Start of Text for analysis

Decision Making Frameworks
Making Better Decisions, Systematically
I’ve been collecting decision-making frameworks for years, partly out of professional necessity and partly because I find it genuinely interesting how different fields have solved the same fundamental problem: how do you choose well when you don’t have all the information?
What I’ve learned is that no single framework works everywhere. The right approach depends on the situation: how much time you have, how much data is available, whether you’re deciding alone or as a group, and what the stakes are. This series covers the range, from formal analytical methods to the rapid intuitive approaches used by firefighters and emergency room nurses.
Foundations
The logical starting point is Decision Strategies: Beyond Expected Value, which looks at why the standard expected value calculation breaks down in practice and what alternatives exist. From there, Decision Making Under Uncertainty digs into the practical challenges of making decisions when you genuinely don’t know what’s going to happen.
Structured Frameworks
Several posts explore specific frameworks you can put to work immediately. Simon’s Decision Framework breaks complex decisions into three phases: Intelligence, Design, and Choice. It’s simple enough to remember and structured enough to actually help.
Build-Measure-Learn covers the Lean Startup’s iterative approach to decisions, while PDCA Quality Control applies the Plan-Do-Check-Act cycle from manufacturing to modern decision-making. Both are about building feedback loops so your decisions get better over time.
Decision Journals borrows from high-reliability organizations like hospitals and nuclear plants. The idea is simple: write down what you decided, why, and what you expected to happen, then go back and check. It’s the most effective way I’ve found to learn from your own decisions.

End of Text for analysis
Start of Data to examine

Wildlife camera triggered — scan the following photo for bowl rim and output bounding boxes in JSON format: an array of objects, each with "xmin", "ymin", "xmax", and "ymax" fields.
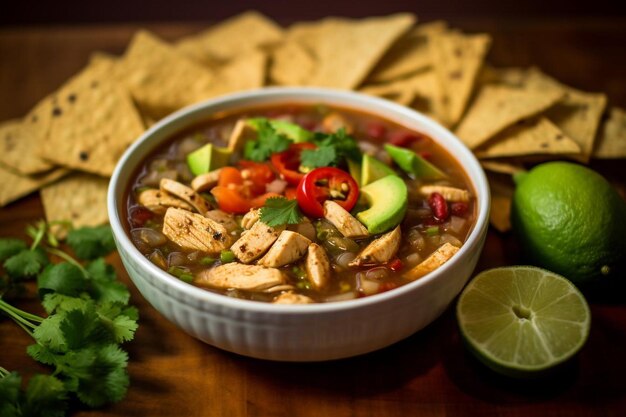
[{"xmin": 107, "ymin": 87, "xmax": 491, "ymax": 315}]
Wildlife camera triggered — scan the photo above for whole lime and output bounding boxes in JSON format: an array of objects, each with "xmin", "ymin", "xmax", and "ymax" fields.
[{"xmin": 511, "ymin": 162, "xmax": 626, "ymax": 285}]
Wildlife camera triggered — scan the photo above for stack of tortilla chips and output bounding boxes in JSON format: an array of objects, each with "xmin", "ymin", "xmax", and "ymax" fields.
[{"xmin": 0, "ymin": 12, "xmax": 626, "ymax": 231}]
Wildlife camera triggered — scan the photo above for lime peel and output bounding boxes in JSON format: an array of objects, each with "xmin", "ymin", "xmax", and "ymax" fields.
[{"xmin": 456, "ymin": 266, "xmax": 591, "ymax": 377}]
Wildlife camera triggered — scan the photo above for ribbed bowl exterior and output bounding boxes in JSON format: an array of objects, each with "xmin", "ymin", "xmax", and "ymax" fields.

End of Data to examine

_Problem details:_
Reproduce word for word everything in the decision-making frameworks text from "Structured Frameworks" down to "your own decisions.".

_Response to this exercise:_
Structured Frameworks
Several posts explore specific frameworks you can put to work immediately. Simon’s Decision Framework breaks complex decisions into three phases: Intelligence, Design, and Choice. It’s simple enough to remember and structured enough to actually help.
Build-Measure-Learn covers the Lean Startup’s iterative approach to decisions, while PDCA Quality Control applies the Plan-Do-Check-Act cycle from manufacturing to modern decision-making. Both are about building feedback loops so your decisions get better over time.
Decision Journals borrows from high-reliability organizations like hospitals and nuclear plants. The idea is simple: write down what you decided, why, and what you expected to happen, then go back and check. It’s the most effective way I’ve found to learn from your own decisions.